*What you have to do*: Rewrite the items in the part that opens with the line containing "In this exercise you will indicate the pink scrub top" and closes with the line containing "point(130, 199)", putting "seat" wherever "chair" appears and leaving everything else unchanged.

*Extracted material*:
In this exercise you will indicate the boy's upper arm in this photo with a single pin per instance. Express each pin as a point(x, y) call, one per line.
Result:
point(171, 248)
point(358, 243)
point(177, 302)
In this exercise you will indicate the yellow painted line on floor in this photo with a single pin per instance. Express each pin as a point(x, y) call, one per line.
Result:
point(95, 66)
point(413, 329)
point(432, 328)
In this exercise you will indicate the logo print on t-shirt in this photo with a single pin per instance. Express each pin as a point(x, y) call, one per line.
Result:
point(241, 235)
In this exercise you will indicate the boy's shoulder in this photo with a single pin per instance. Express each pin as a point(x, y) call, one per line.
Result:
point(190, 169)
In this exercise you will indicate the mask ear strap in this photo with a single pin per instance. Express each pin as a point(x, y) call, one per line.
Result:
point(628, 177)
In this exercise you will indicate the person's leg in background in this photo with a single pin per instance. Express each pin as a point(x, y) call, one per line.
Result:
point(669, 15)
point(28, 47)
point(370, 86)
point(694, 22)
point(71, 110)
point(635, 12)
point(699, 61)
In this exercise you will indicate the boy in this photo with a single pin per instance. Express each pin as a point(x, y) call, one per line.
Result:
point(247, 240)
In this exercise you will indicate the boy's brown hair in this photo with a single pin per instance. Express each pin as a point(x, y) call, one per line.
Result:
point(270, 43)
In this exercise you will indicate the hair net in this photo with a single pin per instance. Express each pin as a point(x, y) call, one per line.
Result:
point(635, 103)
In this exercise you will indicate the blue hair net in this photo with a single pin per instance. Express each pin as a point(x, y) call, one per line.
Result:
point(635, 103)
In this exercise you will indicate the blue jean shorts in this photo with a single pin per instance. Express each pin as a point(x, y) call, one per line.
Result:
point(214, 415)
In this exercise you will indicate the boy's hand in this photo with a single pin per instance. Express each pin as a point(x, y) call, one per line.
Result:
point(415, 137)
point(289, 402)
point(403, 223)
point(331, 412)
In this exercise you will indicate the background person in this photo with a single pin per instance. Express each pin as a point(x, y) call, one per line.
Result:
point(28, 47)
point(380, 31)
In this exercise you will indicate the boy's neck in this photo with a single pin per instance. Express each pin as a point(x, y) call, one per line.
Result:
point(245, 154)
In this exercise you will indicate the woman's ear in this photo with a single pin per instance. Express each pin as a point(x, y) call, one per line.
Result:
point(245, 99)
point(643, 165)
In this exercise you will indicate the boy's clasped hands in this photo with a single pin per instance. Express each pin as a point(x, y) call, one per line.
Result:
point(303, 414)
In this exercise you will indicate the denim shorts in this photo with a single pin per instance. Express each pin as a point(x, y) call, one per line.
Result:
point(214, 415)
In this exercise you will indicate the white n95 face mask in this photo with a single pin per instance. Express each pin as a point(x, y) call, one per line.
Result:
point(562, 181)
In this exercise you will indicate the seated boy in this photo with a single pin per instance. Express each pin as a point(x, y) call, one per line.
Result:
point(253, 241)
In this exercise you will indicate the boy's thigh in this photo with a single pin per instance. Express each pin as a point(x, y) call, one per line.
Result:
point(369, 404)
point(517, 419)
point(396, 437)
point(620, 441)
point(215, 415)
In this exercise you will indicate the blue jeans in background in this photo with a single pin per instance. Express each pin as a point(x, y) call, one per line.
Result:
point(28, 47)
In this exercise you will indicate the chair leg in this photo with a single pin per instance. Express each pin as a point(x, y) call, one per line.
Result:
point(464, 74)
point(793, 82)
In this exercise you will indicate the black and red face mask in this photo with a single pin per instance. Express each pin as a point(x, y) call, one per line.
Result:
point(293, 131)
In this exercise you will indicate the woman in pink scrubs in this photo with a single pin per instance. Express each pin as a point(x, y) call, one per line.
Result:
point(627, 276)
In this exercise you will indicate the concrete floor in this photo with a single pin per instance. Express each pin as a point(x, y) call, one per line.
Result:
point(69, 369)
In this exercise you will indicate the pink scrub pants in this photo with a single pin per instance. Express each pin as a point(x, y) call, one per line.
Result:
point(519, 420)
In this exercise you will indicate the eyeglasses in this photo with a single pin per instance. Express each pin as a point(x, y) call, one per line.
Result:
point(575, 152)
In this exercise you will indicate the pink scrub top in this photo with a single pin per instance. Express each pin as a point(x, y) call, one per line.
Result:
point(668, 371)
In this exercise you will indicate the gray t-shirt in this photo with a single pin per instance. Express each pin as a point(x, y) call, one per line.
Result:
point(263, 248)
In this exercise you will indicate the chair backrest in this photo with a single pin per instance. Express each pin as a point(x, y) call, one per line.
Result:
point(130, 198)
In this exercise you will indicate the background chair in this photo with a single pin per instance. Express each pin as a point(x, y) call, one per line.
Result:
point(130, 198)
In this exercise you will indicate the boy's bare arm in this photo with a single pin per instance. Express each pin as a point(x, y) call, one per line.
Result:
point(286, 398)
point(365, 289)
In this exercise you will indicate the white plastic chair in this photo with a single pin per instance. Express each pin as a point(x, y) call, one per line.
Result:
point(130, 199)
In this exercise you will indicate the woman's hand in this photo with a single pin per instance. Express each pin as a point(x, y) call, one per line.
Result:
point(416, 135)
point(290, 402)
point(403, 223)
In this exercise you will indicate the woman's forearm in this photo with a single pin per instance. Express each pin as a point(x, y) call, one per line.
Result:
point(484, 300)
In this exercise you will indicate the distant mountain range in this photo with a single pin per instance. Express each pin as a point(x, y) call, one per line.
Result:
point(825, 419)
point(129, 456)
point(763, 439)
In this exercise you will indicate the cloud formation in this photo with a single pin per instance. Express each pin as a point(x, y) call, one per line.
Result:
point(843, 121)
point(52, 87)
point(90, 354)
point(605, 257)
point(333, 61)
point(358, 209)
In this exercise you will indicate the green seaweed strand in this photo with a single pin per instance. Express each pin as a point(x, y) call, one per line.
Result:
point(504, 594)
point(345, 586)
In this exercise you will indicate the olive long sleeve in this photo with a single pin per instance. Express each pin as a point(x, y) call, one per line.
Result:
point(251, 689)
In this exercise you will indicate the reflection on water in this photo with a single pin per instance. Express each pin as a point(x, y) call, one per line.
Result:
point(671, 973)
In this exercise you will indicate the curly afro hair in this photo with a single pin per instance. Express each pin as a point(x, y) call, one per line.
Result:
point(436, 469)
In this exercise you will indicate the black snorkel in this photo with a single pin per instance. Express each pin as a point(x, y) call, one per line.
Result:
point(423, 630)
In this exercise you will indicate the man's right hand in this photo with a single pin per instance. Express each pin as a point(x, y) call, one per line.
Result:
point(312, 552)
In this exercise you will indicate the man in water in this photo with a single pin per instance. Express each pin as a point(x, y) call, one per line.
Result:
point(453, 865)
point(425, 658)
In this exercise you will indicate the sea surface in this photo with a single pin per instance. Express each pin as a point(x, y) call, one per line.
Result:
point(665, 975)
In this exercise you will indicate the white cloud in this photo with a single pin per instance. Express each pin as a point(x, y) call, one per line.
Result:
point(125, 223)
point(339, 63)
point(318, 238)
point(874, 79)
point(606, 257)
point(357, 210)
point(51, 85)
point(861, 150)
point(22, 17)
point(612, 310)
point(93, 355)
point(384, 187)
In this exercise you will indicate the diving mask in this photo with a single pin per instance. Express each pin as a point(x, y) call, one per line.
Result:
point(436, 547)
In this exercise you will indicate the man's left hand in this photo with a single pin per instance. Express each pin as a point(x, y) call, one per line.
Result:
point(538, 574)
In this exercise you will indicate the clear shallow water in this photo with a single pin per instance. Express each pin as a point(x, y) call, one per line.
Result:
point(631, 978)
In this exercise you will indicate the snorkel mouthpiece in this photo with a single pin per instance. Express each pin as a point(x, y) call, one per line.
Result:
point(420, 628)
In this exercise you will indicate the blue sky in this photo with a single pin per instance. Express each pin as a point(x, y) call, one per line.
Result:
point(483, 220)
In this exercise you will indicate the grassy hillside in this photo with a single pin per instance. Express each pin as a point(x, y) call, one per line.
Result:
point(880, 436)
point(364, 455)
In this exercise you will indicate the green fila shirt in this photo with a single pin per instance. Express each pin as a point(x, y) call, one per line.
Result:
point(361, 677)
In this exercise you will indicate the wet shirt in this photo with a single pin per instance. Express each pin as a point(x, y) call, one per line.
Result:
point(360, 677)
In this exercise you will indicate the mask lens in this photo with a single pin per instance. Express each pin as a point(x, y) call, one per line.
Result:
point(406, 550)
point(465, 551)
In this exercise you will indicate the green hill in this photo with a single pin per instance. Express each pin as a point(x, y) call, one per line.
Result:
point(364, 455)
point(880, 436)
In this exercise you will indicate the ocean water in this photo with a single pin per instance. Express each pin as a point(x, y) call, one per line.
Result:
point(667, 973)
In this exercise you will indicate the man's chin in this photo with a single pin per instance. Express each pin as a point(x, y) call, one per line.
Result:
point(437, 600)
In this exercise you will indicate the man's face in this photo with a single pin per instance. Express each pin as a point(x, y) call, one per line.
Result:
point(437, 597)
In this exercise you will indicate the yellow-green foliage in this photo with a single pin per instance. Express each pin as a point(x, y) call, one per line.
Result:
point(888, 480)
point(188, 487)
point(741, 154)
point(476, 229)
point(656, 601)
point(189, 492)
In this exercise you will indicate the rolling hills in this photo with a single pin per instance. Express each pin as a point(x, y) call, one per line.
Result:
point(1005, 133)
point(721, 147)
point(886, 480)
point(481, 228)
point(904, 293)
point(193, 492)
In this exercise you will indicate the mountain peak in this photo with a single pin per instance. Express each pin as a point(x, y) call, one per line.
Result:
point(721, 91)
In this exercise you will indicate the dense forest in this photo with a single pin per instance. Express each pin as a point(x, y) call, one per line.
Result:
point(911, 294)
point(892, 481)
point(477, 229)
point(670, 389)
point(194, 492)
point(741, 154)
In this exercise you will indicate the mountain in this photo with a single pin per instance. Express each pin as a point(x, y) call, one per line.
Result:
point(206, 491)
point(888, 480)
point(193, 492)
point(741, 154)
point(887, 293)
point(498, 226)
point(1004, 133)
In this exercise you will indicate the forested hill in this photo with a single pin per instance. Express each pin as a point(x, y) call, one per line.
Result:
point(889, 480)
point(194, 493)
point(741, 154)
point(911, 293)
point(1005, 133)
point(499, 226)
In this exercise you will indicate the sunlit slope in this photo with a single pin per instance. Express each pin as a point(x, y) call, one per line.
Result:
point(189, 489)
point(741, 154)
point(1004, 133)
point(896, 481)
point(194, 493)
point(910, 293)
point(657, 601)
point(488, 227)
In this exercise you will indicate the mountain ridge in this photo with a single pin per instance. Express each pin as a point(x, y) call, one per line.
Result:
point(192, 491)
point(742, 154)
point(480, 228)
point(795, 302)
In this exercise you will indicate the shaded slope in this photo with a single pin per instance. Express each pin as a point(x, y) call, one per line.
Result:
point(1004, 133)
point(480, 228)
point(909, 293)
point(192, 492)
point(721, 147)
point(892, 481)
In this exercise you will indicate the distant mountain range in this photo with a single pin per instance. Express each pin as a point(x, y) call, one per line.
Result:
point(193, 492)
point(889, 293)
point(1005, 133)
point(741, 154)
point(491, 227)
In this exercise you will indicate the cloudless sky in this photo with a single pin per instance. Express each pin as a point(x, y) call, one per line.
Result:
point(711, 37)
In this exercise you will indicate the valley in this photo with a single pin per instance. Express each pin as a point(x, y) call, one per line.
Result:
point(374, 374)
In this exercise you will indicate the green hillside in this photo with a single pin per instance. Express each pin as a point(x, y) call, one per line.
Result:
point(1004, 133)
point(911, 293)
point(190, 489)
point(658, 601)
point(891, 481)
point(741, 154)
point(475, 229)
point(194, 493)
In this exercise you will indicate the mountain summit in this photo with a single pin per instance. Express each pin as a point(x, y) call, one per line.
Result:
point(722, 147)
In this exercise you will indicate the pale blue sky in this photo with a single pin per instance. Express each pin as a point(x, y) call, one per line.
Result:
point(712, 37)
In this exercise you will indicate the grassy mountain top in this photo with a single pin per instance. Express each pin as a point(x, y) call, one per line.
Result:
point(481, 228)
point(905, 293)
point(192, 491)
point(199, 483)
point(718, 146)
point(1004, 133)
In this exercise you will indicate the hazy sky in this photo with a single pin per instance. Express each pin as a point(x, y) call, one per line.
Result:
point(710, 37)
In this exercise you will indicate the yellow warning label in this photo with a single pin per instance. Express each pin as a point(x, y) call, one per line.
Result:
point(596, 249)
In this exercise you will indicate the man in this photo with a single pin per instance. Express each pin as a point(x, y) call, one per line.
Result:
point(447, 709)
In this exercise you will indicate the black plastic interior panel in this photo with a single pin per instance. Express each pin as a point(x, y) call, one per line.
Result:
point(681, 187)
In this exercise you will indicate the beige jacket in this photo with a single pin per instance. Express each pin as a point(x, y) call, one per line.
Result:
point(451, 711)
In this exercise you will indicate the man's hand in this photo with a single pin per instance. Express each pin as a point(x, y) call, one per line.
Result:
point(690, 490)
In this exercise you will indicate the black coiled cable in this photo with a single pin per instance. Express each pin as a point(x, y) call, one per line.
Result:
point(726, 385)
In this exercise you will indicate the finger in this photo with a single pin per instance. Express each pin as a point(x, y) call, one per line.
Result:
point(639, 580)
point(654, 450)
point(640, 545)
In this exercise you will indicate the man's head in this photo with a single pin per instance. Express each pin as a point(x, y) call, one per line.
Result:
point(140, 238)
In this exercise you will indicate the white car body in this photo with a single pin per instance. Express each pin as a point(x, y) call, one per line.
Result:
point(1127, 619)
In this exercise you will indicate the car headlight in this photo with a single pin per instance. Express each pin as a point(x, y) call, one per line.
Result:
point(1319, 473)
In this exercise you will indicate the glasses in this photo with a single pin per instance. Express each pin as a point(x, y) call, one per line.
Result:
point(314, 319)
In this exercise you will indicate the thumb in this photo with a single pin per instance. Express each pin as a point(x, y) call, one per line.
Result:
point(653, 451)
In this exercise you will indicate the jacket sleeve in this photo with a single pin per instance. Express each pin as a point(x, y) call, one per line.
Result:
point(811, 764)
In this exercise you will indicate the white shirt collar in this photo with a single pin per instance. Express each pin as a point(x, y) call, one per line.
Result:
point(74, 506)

*Written answer*:
In this exercise you will indicate the pink scrub top in this photo with a single pin per instance. Express each pin as a point(x, y) call, one per line.
Result:
point(668, 371)
In this exercise you will indicate the gray t-shirt in this photo with a single pin per instance. Express each pin as a point(x, y) call, one per line.
Result:
point(263, 248)
In this exercise you will indicate the seat backrest in this photo with a single pin per instance. Express each pin as a point(x, y) call, one per line.
Result:
point(130, 198)
In this exercise you will indicate the background seat in this photo with a single pin per instance. Express each pin as a point(x, y) call, one per line.
Result:
point(130, 198)
In this exercise you will indicate the boy's bare arm in this photo with a single pin per instance. Express each pin as a point(x, y) call, one per line.
Result:
point(286, 398)
point(365, 289)
In this exercise you will indicate the white plastic seat in this photo with a single pin per instance. Express each pin as a point(x, y) call, one per line.
Result:
point(130, 199)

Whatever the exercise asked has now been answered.